Location identification entries:

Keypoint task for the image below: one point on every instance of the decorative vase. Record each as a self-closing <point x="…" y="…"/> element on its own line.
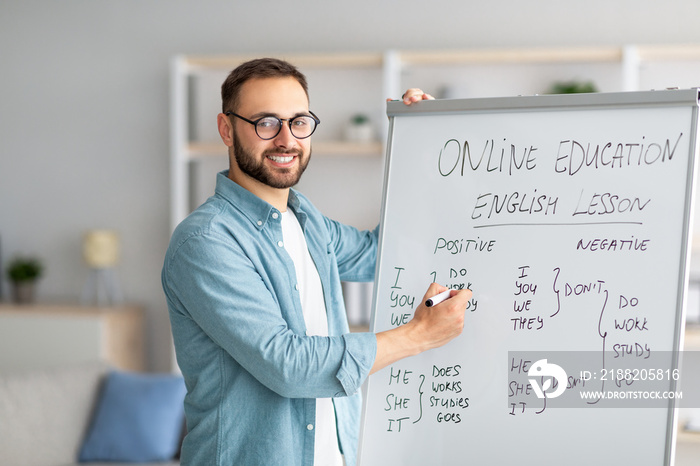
<point x="23" y="292"/>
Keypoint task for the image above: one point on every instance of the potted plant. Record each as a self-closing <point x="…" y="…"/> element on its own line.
<point x="359" y="129"/>
<point x="23" y="273"/>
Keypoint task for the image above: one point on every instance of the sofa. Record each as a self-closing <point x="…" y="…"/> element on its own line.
<point x="89" y="414"/>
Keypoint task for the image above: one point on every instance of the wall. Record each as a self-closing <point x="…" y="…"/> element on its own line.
<point x="84" y="101"/>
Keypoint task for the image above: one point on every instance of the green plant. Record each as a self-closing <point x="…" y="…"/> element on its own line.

# Required task:
Print all of the data above verbatim, leaving out the pictures.

# Final answer:
Keypoint task for the image below: one point on every instance of the decorative vase. Record each as a self-closing <point x="…" y="…"/> element on its own line.
<point x="23" y="292"/>
Keypoint task for the image above: one point on every instance of the potted plant. Record each as a self-closing <point x="…" y="…"/> element on its own line.
<point x="359" y="129"/>
<point x="23" y="273"/>
Keypoint task for the image above: one point on every instance of the sofa. Record each as a self-closing <point x="…" y="…"/> element on its own line.
<point x="89" y="414"/>
Keypoint task for the image above: one point on every instance of the wall. Record each as a self-closing <point x="…" y="…"/> element on its own line.
<point x="84" y="101"/>
Keypoint task for the image above: one point on every instance of the green plant. Record each as a self-closing <point x="…" y="…"/> element on its own line.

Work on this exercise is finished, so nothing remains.